▶ _To do_:
Copy out the lines below that hold the word "duck".

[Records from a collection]

※ ※ ※

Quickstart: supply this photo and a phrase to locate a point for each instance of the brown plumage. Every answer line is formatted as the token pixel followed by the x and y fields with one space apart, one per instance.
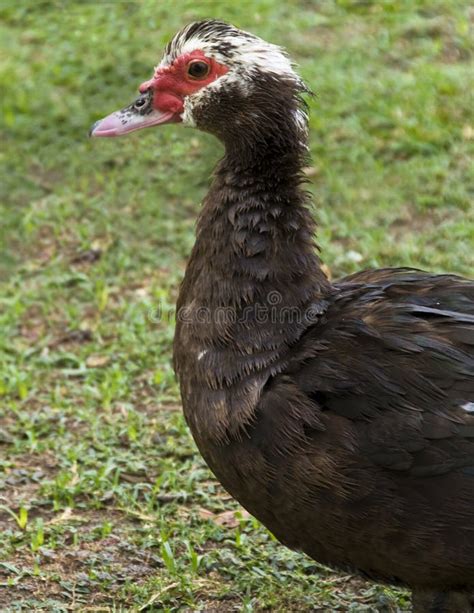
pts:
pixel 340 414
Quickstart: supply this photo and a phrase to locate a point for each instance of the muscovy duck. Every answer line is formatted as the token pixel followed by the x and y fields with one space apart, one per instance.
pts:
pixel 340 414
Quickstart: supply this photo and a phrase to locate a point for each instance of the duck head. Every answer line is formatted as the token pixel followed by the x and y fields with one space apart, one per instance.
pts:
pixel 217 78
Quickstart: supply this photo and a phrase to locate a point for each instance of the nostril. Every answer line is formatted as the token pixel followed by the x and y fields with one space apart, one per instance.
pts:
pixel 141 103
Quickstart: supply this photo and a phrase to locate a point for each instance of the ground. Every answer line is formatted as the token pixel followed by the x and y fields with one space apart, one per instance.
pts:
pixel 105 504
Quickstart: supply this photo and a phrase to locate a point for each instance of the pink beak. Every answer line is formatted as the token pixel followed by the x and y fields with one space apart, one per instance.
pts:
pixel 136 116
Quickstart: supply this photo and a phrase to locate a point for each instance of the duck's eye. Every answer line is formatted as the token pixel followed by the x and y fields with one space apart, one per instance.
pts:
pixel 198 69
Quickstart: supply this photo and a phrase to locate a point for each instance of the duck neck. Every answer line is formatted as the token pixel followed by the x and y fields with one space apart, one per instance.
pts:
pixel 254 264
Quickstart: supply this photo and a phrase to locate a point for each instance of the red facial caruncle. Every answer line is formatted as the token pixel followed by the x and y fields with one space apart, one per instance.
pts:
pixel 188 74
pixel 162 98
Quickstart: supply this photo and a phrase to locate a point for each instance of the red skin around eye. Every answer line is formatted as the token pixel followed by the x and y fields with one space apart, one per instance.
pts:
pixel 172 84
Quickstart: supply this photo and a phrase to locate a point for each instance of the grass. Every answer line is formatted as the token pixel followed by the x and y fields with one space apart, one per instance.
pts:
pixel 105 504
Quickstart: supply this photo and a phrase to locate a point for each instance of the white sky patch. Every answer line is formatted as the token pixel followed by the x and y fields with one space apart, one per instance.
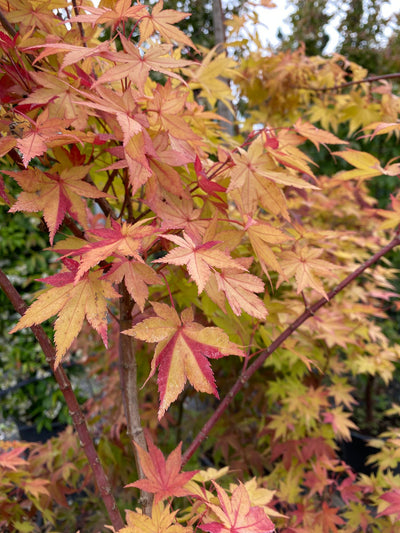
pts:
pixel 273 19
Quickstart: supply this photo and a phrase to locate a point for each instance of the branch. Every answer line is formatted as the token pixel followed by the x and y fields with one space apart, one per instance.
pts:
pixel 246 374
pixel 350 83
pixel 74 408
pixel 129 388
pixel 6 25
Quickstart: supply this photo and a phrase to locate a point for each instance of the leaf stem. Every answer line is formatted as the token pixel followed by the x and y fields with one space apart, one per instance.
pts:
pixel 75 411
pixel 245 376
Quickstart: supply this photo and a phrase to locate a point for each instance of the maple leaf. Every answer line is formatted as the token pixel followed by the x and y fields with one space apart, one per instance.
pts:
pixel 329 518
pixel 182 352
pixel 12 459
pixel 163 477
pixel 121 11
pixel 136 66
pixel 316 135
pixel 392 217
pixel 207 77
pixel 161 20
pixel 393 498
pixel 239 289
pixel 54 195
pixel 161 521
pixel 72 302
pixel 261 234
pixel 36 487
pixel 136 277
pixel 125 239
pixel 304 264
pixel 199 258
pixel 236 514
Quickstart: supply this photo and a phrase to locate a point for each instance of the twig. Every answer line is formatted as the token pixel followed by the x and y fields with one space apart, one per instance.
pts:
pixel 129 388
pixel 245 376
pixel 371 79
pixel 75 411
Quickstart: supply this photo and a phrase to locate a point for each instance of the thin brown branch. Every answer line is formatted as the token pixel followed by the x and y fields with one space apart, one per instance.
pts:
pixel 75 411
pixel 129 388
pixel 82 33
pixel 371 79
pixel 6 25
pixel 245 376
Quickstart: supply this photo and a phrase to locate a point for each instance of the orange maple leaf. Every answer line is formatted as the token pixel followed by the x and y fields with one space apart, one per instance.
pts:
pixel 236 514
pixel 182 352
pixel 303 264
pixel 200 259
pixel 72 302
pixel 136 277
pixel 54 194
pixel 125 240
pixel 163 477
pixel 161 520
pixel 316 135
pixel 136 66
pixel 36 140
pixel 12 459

※ ※ ※

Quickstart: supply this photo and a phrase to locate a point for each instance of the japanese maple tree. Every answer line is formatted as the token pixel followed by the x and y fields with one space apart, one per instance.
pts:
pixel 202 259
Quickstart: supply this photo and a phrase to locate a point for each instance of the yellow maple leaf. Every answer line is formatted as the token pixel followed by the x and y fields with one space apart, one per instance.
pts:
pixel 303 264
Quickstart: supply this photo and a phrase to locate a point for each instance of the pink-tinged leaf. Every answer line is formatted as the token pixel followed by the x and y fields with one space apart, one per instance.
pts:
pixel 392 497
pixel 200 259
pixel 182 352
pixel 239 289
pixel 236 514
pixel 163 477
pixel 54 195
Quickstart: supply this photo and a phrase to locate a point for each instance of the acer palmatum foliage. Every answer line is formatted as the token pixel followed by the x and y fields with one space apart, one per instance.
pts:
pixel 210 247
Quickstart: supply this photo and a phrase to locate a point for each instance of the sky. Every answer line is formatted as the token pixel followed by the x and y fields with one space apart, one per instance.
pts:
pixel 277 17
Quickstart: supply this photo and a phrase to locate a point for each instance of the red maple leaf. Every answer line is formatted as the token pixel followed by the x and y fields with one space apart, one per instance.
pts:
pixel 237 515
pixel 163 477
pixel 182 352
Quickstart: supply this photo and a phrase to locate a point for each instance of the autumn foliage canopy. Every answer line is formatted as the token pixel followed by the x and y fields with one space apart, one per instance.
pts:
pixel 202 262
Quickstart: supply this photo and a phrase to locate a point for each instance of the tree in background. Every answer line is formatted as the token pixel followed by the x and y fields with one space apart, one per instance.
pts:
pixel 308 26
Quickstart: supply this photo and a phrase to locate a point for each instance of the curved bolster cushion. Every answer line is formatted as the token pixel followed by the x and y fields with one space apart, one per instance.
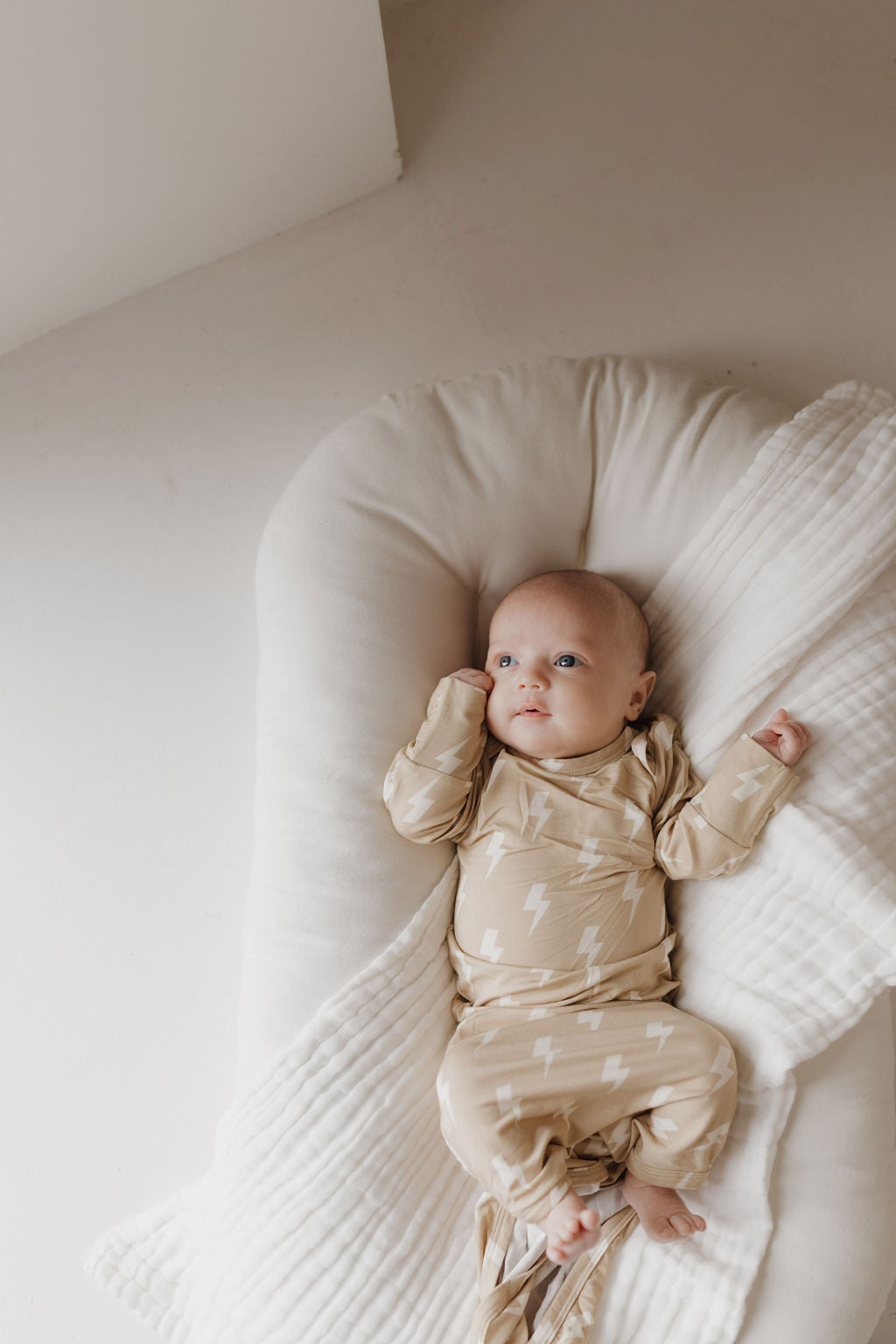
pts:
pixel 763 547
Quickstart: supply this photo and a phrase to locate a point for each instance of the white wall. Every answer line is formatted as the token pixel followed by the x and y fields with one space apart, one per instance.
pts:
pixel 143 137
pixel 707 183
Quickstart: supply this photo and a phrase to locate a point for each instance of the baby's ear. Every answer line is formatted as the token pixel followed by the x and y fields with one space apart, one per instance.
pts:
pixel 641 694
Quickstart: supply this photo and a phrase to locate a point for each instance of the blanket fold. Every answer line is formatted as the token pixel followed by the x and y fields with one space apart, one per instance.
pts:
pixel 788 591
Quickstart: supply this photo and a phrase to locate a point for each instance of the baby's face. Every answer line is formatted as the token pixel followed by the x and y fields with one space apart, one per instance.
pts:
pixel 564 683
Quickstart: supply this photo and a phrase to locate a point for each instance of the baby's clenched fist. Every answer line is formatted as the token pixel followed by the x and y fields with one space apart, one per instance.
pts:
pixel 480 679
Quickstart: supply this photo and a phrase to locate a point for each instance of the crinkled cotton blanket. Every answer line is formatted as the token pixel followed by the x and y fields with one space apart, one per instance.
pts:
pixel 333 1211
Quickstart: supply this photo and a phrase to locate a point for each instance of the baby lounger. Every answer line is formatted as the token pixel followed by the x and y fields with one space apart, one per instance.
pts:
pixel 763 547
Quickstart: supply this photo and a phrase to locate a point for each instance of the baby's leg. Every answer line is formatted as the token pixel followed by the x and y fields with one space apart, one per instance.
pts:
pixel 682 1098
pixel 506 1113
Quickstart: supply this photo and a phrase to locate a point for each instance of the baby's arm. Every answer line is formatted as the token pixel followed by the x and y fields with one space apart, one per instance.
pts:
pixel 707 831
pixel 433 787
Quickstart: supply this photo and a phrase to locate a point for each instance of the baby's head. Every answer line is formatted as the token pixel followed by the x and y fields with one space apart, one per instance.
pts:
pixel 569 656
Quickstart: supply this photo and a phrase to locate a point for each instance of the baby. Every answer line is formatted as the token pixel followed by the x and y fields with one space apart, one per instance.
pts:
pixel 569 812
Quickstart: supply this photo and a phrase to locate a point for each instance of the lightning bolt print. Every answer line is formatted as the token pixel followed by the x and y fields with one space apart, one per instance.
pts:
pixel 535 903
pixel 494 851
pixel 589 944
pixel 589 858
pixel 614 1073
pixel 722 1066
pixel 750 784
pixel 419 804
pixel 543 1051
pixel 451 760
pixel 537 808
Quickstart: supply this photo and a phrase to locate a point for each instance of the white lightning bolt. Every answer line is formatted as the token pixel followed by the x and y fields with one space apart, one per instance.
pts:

※ ※ ※

▶ _Answer section_:
Quickstart: supply this photo and a phrase to locate a point for each instance of the muscovy duck. Every answer line is formatted as the token pixel followed by the x and y fields with one space apart, one per instance.
Quickstart: supply this photo and a phrase to locate a point for each instance of the duck head. Every answer line is formatted as the token pixel followed by the x and y fields with one space apart, one per instance.
Quickstart: supply this photo and a phrase to locate a point for each instance of the duck's eye. Every answer line is formatted as the token pixel followed by the x and y fields with one space apart, one per instance.
Quickstart: supply this photo and a phrase to locate a point for each instance of the duck neck. Every answer line is formatted as the token pixel followed by the x and y fields with one space apart, one per instance.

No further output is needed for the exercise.